**Trecho extraído:**
☆ ☆ ☆ ☆ ☆

Um dia, sabe-se lá porque, perguntei: o que foi que aconteceu que fez
você perceber que precisava deste novo sistema? Fascinada, ouvi o relato claro
do problema. Nele os fatos “técnicos” se misturavam aos sentimentos humanos:
frustrações, impossibilidades, medo de errar, incertezas e que mais sei eu. O
problema e suas causas me foram mostrados em carne viva. A solução e o
tratamento, a mim caberiam e seriam possíveis a partir dali. Para diagnóstico
me haviam sido dados todos os elementos. A técnica poderia entrar em cena e
nela eu iria garimpar o que me serviria e, sobretudo serviria a quem me pedia
solução.

☆ ☆ ☆ ☆ ☆

**Dados apresentados:**
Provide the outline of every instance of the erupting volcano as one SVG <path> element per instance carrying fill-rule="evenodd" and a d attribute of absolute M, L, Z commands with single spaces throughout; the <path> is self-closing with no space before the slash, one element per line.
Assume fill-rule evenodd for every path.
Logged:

☆ ☆ ☆ ☆ ☆

**Instrução:**
Responda a estas perguntas com base no trecho extraído:
1. Que pergunta quem narra fez um dia?
2. Que sentimentos humanos se misturavam aos fatos "técnicos" no relato do problema?
3. O que quem narra iria fazer quando a técnica entrasse em cena?

**Resposta do exercício:**
1. Quem narra perguntou: "o que foi que aconteceu que fez você perceber que precisava deste novo sistema?"
2. Os sentimentos eram frustrações, impossibilidades, medo de errar e incertezas.
3. Quem narra iria garimpar na técnica o que lhe serviria e, sobretudo, o que serviria a quem lhe pedia solução.